[Saved entries]
◆ ◆ ◆ ◆ ◆

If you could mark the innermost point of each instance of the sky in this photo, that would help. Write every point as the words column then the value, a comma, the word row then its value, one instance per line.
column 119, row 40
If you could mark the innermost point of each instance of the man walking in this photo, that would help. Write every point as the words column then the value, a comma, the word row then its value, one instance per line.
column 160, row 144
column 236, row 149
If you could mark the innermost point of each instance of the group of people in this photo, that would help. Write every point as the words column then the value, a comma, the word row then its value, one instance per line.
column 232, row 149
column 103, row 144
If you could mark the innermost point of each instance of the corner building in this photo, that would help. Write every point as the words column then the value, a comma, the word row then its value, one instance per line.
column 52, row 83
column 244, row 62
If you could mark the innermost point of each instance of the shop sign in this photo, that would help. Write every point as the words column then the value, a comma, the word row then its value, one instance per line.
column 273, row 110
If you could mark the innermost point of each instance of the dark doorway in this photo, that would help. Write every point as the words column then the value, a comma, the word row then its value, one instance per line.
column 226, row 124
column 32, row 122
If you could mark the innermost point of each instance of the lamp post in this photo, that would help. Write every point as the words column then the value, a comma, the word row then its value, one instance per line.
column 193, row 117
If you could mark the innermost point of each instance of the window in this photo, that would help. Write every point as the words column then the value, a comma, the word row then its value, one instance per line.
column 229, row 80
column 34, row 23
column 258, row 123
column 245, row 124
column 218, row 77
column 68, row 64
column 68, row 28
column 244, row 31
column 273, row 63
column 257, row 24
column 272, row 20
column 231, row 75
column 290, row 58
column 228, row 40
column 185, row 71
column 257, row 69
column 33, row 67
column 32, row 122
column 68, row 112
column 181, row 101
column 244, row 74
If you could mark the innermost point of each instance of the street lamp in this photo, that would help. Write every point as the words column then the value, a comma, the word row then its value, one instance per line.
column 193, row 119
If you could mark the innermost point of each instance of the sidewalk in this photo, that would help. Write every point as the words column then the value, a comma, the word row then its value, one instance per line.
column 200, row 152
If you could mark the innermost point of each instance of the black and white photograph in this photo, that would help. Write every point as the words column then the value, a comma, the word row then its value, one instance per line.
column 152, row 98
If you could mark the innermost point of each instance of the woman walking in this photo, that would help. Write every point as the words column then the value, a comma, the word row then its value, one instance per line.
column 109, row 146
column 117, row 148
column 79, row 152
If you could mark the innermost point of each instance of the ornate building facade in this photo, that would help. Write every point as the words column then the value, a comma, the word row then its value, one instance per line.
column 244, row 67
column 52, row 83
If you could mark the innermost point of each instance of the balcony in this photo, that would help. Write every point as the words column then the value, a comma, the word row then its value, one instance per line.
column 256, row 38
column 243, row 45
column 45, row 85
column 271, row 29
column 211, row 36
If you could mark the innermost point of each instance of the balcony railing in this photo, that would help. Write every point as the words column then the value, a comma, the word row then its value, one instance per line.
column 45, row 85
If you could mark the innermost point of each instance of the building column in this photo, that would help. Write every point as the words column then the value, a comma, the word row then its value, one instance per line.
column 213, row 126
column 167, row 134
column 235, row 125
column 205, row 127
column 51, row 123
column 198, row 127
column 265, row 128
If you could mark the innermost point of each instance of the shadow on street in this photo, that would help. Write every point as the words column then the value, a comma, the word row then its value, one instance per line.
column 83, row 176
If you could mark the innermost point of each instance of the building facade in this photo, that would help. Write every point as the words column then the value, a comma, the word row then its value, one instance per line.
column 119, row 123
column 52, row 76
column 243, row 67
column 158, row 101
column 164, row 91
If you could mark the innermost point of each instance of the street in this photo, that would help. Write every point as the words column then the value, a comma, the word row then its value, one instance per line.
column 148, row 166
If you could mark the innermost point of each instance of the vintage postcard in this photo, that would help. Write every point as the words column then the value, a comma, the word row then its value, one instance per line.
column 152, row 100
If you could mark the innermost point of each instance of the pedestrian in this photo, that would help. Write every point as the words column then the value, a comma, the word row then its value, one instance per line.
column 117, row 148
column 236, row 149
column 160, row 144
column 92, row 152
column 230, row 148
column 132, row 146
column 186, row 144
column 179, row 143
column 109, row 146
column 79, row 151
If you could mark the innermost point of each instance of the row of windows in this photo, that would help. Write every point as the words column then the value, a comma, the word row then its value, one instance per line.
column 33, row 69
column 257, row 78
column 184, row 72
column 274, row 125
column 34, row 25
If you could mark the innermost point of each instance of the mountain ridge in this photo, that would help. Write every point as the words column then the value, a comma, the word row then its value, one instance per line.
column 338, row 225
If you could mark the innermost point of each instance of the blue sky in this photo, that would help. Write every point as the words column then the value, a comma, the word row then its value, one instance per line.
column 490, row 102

◆ ◆ ◆ ◆ ◆

§ Problem requirements
Write the data out again. Match it word for word.

§ Worked solution
If you could mark the innermost point of each instance of the sky in this photo, that would help. Write every point as the words column then the value, a comma, the word row then its value, one instance per line.
column 119, row 40
If you could mark the innermost point of each instance of the man walking in this photo, that would help. Write every point as the words column then the value, a comma, the word row then its value, one instance per line.
column 160, row 144
column 236, row 149
If you could mark the innermost point of each instance of the group of people in this photo, that would help. Write every point as the words column then the value, a comma, the word row then its value, one instance per line.
column 232, row 149
column 103, row 144
If you could mark the innermost point of each instance of the corner building in this photo, that would help. Write every point as the words column then the value, a comma, the word row then its value, one instance per line.
column 52, row 83
column 244, row 62
If you could mark the innermost point of each instance of the shop sign in this photo, that would help. Write every point as the words column then the value, a comma, the word row then its value, one instance per line.
column 273, row 110
If you could mark the innermost point of each instance of the dark doorway in this photo, that would help. Write every point as the words column then the value, a comma, the word row then its value, one instance per line.
column 226, row 124
column 32, row 122
If you could mark the innermost point of each instance of the lamp post in this photo, that would help. Write every point as the words column then the value, a comma, the word row then its value, one instance per line.
column 193, row 117
If you could mark the innermost point of each instance of the window in this photo, that would help. Write every point as the words column then the value, a comma, the word row then its value, one instance per line.
column 229, row 80
column 34, row 23
column 258, row 123
column 245, row 124
column 218, row 77
column 68, row 64
column 68, row 28
column 244, row 31
column 273, row 63
column 257, row 24
column 272, row 20
column 231, row 75
column 290, row 58
column 228, row 40
column 185, row 71
column 257, row 69
column 33, row 67
column 32, row 122
column 68, row 112
column 181, row 101
column 244, row 74
If you could mark the innermost point of each instance of the street lamp in this photo, that would help. Write every point as the words column then the value, a comma, the word row then its value, one instance per line.
column 193, row 119
If you could mark the innermost point of each instance of the sidewalk in this photo, that would help. Write every point as the words column then the value, a comma, the word row then its value, one instance per line.
column 200, row 152
If you could mark the innermost point of each instance of the black and white photograph in this photo, that would help. Write every point as the words column then the value, a comma, the word row then its value, one instance per line.
column 152, row 98
If you could mark the innermost point of each instance of the woman walking in this photo, that would help. Write every point as the words column then the value, a comma, the word row then its value, one instance per line.
column 109, row 146
column 117, row 148
column 79, row 152
If you could mark the innermost point of each instance of the ornate building facade in this photo, that would help. Write every point as the words column then the value, a comma, the word row then its value, one instance per line.
column 244, row 67
column 52, row 83
If you could mark the innermost point of each instance of the balcony in this photo, that would help. Write every point as the words column then the value, a comma, the word row then its value, one instance per line.
column 256, row 38
column 243, row 45
column 45, row 85
column 271, row 29
column 211, row 36
If you could mark the innermost point of each instance of the balcony railing in this photo, that would help. Write every point as the words column then the value, a comma, the word row then its value, one instance per line.
column 45, row 85
If you could mark the innermost point of each instance of the building column in this photo, that would help. Write every point as the words column then the value, a comma, the word row then its value, one instance per line.
column 213, row 126
column 167, row 134
column 235, row 125
column 205, row 127
column 51, row 123
column 198, row 127
column 265, row 128
If you could mark the innermost point of each instance of the shadow on street in this photo, that would help. Write every point as the words column then the value, a comma, the word row then its value, one instance per line.
column 83, row 176
If you could mark the innermost point of each instance of the building facade in this photo, that would help. Write every point as the words column then the value, a comma, the word row then its value, one instance per line.
column 119, row 123
column 52, row 76
column 243, row 67
column 158, row 101
column 164, row 91
If you could mark the innermost point of each instance of the street in this photo, that would help. Write every point as the words column then the value, a comma, the word row then its value, one instance per line.
column 148, row 166
If you could mark the innermost point of each instance of the vintage postcard in this photo, that would help. Write every point as the words column then the value, a comma, the word row then its value, one instance per line.
column 152, row 100
If you could mark the innermost point of each instance of the pedestrian in this photo, that would help. Write every point as the words column then the value, a comma, the word row then its value, one instance per line.
column 117, row 148
column 236, row 149
column 160, row 144
column 92, row 152
column 230, row 148
column 132, row 146
column 186, row 144
column 179, row 143
column 109, row 146
column 79, row 151
If you could mark the innermost point of each instance of the row of windows in this photo, that would help. Write every point as the words column then the value, a comma, the word row then its value, one instance per line.
column 33, row 69
column 257, row 78
column 184, row 72
column 274, row 125
column 34, row 25
If you could mark the innermost point of each instance of the mountain ridge in this photo, that would help. Write every point as the words column then the value, a comma, the word row then its value, one instance per line.
column 338, row 225
If you could mark the innermost point of each instance of the blue sky in this photo, that would help. Write every point as the words column then the value, a comma, the word row then its value, one instance per line.
column 490, row 102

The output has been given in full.